DATA PROVIDED START
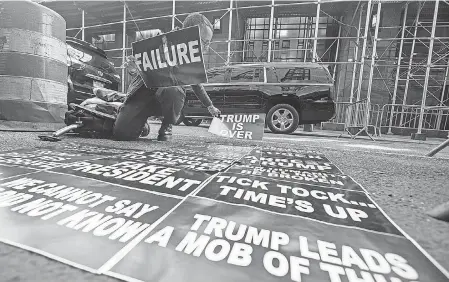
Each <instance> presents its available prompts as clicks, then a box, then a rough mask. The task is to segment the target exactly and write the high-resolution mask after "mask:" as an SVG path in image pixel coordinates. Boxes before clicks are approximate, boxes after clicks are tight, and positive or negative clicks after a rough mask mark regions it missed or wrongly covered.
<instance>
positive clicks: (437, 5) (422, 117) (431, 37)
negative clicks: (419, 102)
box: [417, 0, 440, 134]
mask: <svg viewBox="0 0 449 282" xmlns="http://www.w3.org/2000/svg"><path fill="white" fill-rule="evenodd" d="M439 4H440V0H435V10H434V14H433V21H432V31H431V35H430V44H429V54H428V56H427V65H426V76H425V78H424V89H423V94H422V100H421V109H420V112H419V124H418V132H417V134H421V131H422V126H423V121H424V108H425V106H426V98H427V88H428V87H429V75H430V67H431V65H432V55H433V45H434V43H435V29H436V25H437V19H438V6H439Z"/></svg>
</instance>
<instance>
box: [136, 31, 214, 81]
mask: <svg viewBox="0 0 449 282" xmlns="http://www.w3.org/2000/svg"><path fill="white" fill-rule="evenodd" d="M132 48H133V55H134V57H135V58H136V63H137V66H138V67H139V69H140V71H141V76H142V79H143V81H144V83H145V86H146V87H148V88H150V87H169V86H182V85H194V84H200V83H207V75H206V70H205V67H204V60H203V54H202V47H201V38H200V32H199V27H198V26H194V27H189V28H185V29H181V30H176V31H172V32H167V33H164V34H162V35H158V36H155V37H151V38H148V39H144V40H141V41H137V42H134V43H133V44H132Z"/></svg>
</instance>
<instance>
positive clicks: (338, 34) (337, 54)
mask: <svg viewBox="0 0 449 282" xmlns="http://www.w3.org/2000/svg"><path fill="white" fill-rule="evenodd" d="M340 22H343V17H340ZM340 37H341V24H339V25H338V39H337V48H335V59H334V63H335V64H334V70H333V73H332V80H333V81H334V83H336V82H335V77H336V74H337V62H338V52H339V51H340ZM336 87H337V89H336V91H335V96H336V97H335V100H336V101H335V102H338V93H339V92H340V83H337V85H336Z"/></svg>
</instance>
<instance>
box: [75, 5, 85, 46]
mask: <svg viewBox="0 0 449 282" xmlns="http://www.w3.org/2000/svg"><path fill="white" fill-rule="evenodd" d="M84 30H85V27H84V9H83V10H81V40H83V41H84V40H85V33H84ZM77 37H78V36H77Z"/></svg>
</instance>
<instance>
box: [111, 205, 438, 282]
mask: <svg viewBox="0 0 449 282" xmlns="http://www.w3.org/2000/svg"><path fill="white" fill-rule="evenodd" d="M115 273H117V274H120V276H118V275H117V276H116V277H122V279H123V278H124V277H131V278H133V279H137V280H133V279H129V280H128V281H158V282H172V281H192V282H193V281H194V282H208V281H216V282H228V281H233V282H247V281H263V282H280V281H282V282H292V281H295V282H316V281H320V282H337V281H338V282H355V281H357V282H361V281H365V282H368V281H369V282H381V281H382V282H414V281H422V282H424V281H429V282H430V281H432V282H434V281H435V282H436V281H441V282H443V281H447V277H446V276H445V275H444V274H443V273H442V272H441V271H440V270H439V269H438V268H437V267H436V266H435V265H434V264H432V262H431V261H430V260H428V259H427V257H426V256H425V255H423V254H422V253H421V252H420V251H419V250H418V249H417V248H416V247H415V246H414V245H413V244H412V243H411V242H410V241H408V240H407V239H406V238H404V237H402V236H396V235H385V234H379V233H375V232H369V231H365V230H358V229H352V228H347V227H342V226H338V225H332V224H323V223H322V222H317V221H312V220H308V219H305V218H300V217H291V216H282V215H279V214H275V213H270V212H267V211H261V210H256V209H253V208H249V207H245V206H239V205H229V204H226V203H222V202H216V201H213V200H209V199H201V198H195V197H189V198H188V199H187V200H186V201H184V202H183V203H182V204H181V205H180V206H179V207H178V208H177V209H176V214H174V213H173V214H170V215H169V216H168V217H167V218H166V220H164V221H163V222H162V223H161V224H160V225H158V226H157V227H156V228H155V229H154V230H153V231H152V232H151V233H150V234H149V235H148V236H146V237H145V238H144V239H143V240H142V241H141V242H140V243H139V244H138V245H137V246H136V247H135V248H134V249H132V250H131V251H130V252H129V254H128V255H127V256H126V257H125V258H124V259H123V260H121V261H119V262H118V263H117V264H116V265H115V266H114V267H113V268H112V271H111V272H109V273H108V274H111V275H113V276H115Z"/></svg>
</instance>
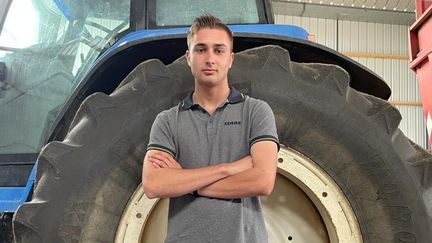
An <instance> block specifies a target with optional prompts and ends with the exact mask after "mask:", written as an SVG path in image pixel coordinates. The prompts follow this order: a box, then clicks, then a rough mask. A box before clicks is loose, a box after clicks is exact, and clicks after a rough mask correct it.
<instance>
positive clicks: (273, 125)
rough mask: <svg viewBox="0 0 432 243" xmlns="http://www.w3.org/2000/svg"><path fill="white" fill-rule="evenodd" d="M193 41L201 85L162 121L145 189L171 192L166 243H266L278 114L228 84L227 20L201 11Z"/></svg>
mask: <svg viewBox="0 0 432 243" xmlns="http://www.w3.org/2000/svg"><path fill="white" fill-rule="evenodd" d="M187 40H188V50H187V51H186V59H187V63H188V65H189V66H190V68H191V71H192V74H193V76H194V78H195V90H194V92H193V93H192V94H190V95H189V96H188V97H186V98H185V99H184V101H183V102H181V103H180V104H179V105H178V106H175V107H173V108H171V109H170V110H167V111H163V112H161V113H160V114H159V115H158V116H157V117H156V119H155V122H154V124H153V126H152V129H151V132H150V141H149V145H148V148H147V154H146V156H145V158H144V168H143V186H144V191H145V194H146V195H147V197H149V198H155V197H170V205H169V216H168V232H167V238H166V240H165V242H185V243H194V242H197V243H198V242H199V243H202V242H224V243H226V242H247V243H251V242H259V243H262V242H267V232H266V229H265V225H264V219H263V215H262V211H261V205H260V200H259V196H266V195H269V194H270V193H271V191H272V190H273V186H274V181H275V177H276V168H277V151H278V146H279V144H278V139H277V134H276V126H275V120H274V116H273V113H272V111H271V109H270V107H269V106H268V105H267V103H265V102H264V101H261V100H257V99H254V98H251V97H248V96H245V95H243V94H241V93H240V92H238V91H237V90H235V89H234V88H230V87H229V85H228V76H227V75H228V70H229V69H230V68H231V65H232V62H233V60H234V53H233V52H232V48H233V37H232V33H231V31H230V30H229V29H228V27H227V26H226V25H225V24H223V23H222V22H221V21H220V20H219V19H217V18H215V17H213V16H210V15H205V16H201V17H199V18H197V19H196V20H195V21H194V23H193V24H192V26H191V27H190V30H189V34H188V39H187Z"/></svg>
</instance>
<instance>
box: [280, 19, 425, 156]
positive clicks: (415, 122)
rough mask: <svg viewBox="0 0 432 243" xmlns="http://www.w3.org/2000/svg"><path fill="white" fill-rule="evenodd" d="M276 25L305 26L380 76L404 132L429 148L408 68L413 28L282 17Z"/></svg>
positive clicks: (396, 26)
mask: <svg viewBox="0 0 432 243" xmlns="http://www.w3.org/2000/svg"><path fill="white" fill-rule="evenodd" d="M275 23H277V24H292V25H298V26H301V27H303V28H304V29H306V30H307V31H308V32H309V34H312V35H315V37H316V42H318V43H320V44H322V45H325V46H327V47H330V48H332V49H334V50H337V51H339V52H343V53H345V54H346V55H348V56H351V58H352V59H354V60H356V61H358V62H359V63H361V64H363V65H365V66H366V67H368V68H370V69H371V70H373V71H374V72H376V73H377V74H378V75H380V76H381V77H382V78H383V79H384V80H385V81H386V82H387V84H388V85H389V86H390V88H391V89H392V95H391V97H390V102H392V103H393V104H394V105H395V106H396V107H397V108H398V109H399V111H400V113H401V114H402V121H401V124H400V128H401V130H402V131H403V132H404V133H405V134H406V135H407V137H409V138H410V139H411V140H413V141H414V142H416V143H417V144H419V145H420V146H422V147H423V148H427V135H426V124H425V121H424V117H423V108H422V107H421V104H420V95H419V91H418V86H417V82H416V77H415V74H414V72H413V71H411V70H410V69H409V68H408V45H409V43H408V28H409V26H405V25H391V24H381V23H366V22H354V21H342V20H335V19H319V18H310V17H297V16H286V15H278V14H276V15H275Z"/></svg>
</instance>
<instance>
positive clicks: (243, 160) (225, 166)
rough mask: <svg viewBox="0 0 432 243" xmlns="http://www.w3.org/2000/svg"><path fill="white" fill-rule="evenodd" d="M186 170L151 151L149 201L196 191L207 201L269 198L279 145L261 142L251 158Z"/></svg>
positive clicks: (144, 181) (145, 170)
mask: <svg viewBox="0 0 432 243" xmlns="http://www.w3.org/2000/svg"><path fill="white" fill-rule="evenodd" d="M229 162H230V161H227V162H225V163H220V164H217V165H211V166H208V167H202V168H195V169H183V168H182V167H181V166H180V164H179V163H178V162H177V161H175V160H174V158H173V157H172V156H171V155H169V154H168V153H166V152H163V151H159V150H149V151H148V152H147V154H146V156H145V158H144V168H143V176H142V182H143V186H144V193H145V194H146V196H147V197H148V198H157V197H177V196H181V195H185V194H188V193H191V192H193V191H197V192H198V194H199V195H201V196H205V197H213V198H222V199H232V198H242V197H253V196H267V195H269V194H270V193H271V192H272V190H273V186H274V181H275V177H276V169H277V145H276V143H275V142H273V141H260V142H257V143H255V144H253V145H252V147H251V155H250V156H246V157H244V158H242V159H240V160H237V161H234V162H231V163H229Z"/></svg>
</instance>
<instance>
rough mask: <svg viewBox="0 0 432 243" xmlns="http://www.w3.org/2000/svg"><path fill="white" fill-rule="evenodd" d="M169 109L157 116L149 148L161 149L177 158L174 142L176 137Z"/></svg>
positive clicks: (151, 132)
mask: <svg viewBox="0 0 432 243" xmlns="http://www.w3.org/2000/svg"><path fill="white" fill-rule="evenodd" d="M168 115H169V114H168V112H167V111H163V112H161V113H159V114H158V115H157V116H156V119H155V121H154V122H153V125H152V128H151V130H150V138H149V143H148V145H147V151H148V150H160V151H164V152H167V153H169V154H170V155H171V156H172V157H174V158H175V155H176V149H175V144H174V137H173V133H172V129H171V127H170V123H169V116H168Z"/></svg>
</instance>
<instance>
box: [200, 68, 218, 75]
mask: <svg viewBox="0 0 432 243" xmlns="http://www.w3.org/2000/svg"><path fill="white" fill-rule="evenodd" d="M203 72H204V74H206V75H211V74H214V73H215V72H216V69H211V68H206V69H203Z"/></svg>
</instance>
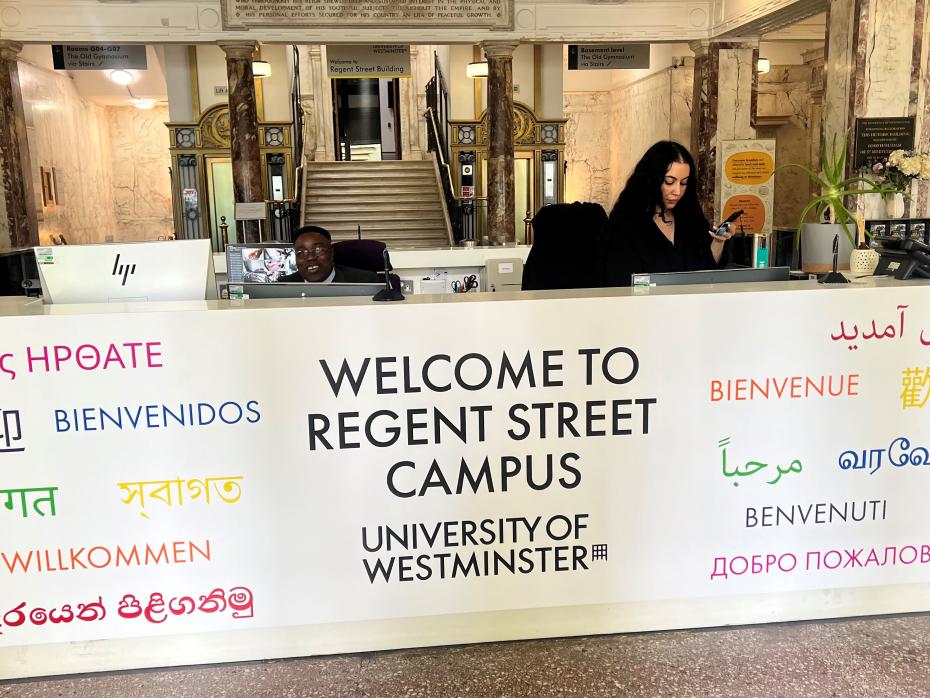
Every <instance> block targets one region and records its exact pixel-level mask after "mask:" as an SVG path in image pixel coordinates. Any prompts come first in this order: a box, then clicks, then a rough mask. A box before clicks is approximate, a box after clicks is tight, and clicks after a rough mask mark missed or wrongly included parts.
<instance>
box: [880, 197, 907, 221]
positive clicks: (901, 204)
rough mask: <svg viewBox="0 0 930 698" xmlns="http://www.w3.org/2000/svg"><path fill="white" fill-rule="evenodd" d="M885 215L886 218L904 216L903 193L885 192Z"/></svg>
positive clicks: (893, 217) (903, 201) (896, 217)
mask: <svg viewBox="0 0 930 698" xmlns="http://www.w3.org/2000/svg"><path fill="white" fill-rule="evenodd" d="M884 198H885V215H886V216H887V217H888V218H902V217H903V216H904V195H903V194H902V193H901V192H895V193H894V194H885V197H884Z"/></svg>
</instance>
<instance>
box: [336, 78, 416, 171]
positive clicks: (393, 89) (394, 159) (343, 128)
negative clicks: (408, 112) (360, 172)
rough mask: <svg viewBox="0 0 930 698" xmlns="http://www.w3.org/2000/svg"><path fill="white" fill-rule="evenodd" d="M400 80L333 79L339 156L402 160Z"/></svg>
mask: <svg viewBox="0 0 930 698" xmlns="http://www.w3.org/2000/svg"><path fill="white" fill-rule="evenodd" d="M399 97H400V81H399V80H397V79H396V78H394V79H384V78H339V79H334V80H333V133H334V135H335V138H336V144H335V145H336V159H337V160H400V126H399V125H400V100H399Z"/></svg>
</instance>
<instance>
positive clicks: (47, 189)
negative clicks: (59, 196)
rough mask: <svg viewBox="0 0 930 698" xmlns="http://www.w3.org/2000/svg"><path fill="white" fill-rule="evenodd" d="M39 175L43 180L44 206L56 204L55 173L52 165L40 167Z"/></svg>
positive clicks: (46, 207) (42, 201) (47, 205)
mask: <svg viewBox="0 0 930 698" xmlns="http://www.w3.org/2000/svg"><path fill="white" fill-rule="evenodd" d="M39 175H40V177H41V180H42V206H43V207H45V208H48V207H49V206H55V205H56V204H57V203H58V202H57V201H56V200H55V174H54V171H53V170H52V169H51V168H50V167H40V168H39Z"/></svg>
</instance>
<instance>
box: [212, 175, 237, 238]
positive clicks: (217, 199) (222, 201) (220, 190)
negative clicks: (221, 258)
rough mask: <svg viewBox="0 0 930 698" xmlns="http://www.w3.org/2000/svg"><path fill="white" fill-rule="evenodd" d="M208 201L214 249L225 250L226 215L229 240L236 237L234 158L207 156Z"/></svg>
mask: <svg viewBox="0 0 930 698" xmlns="http://www.w3.org/2000/svg"><path fill="white" fill-rule="evenodd" d="M206 164H207V167H206V169H207V202H208V205H209V209H210V237H211V238H212V239H213V249H214V250H216V251H218V252H223V251H224V249H223V235H222V233H221V232H220V224H221V223H222V219H223V217H224V216H225V217H226V224H227V225H228V226H229V233H228V236H229V239H228V242H238V240H237V239H236V216H235V213H236V204H235V201H236V198H235V193H234V191H233V183H232V159H231V158H228V157H207V158H206Z"/></svg>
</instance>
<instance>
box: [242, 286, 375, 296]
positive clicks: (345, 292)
mask: <svg viewBox="0 0 930 698" xmlns="http://www.w3.org/2000/svg"><path fill="white" fill-rule="evenodd" d="M228 288H229V297H230V298H332V297H336V296H368V297H371V296H373V295H375V294H376V293H377V292H378V291H380V290H382V289H383V288H384V284H379V283H370V284H369V283H362V284H342V283H333V284H306V283H283V284H282V283H255V284H252V283H230V284H229V286H228Z"/></svg>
DATA PROVIDED END
### YOUR GOAL
The string "approximate" may occur in the listing; show every line where it does.

### FINISHED EXERCISE
Each <instance> presents its available prompts as clicks, then a box, then a rough mask. The task is to segment the target exactly and write the high-resolution mask after "mask:" as an SVG path in image pixel coordinates. Boxes before clicks are approximate, boxes after clicks are tight, and positive or negative clicks after a rough mask mark regions it missed or wrongly covered.
Every <instance> block targets one region and records its exact pixel-level mask after "mask:" as an SVG path in image pixel coordinates. Any prompts come first in this order: a box, then clicks, then a rough mask. A box before clicks is approximate, a box after clicks is tight, and clicks after a rough mask mark missed or wrongly included parts.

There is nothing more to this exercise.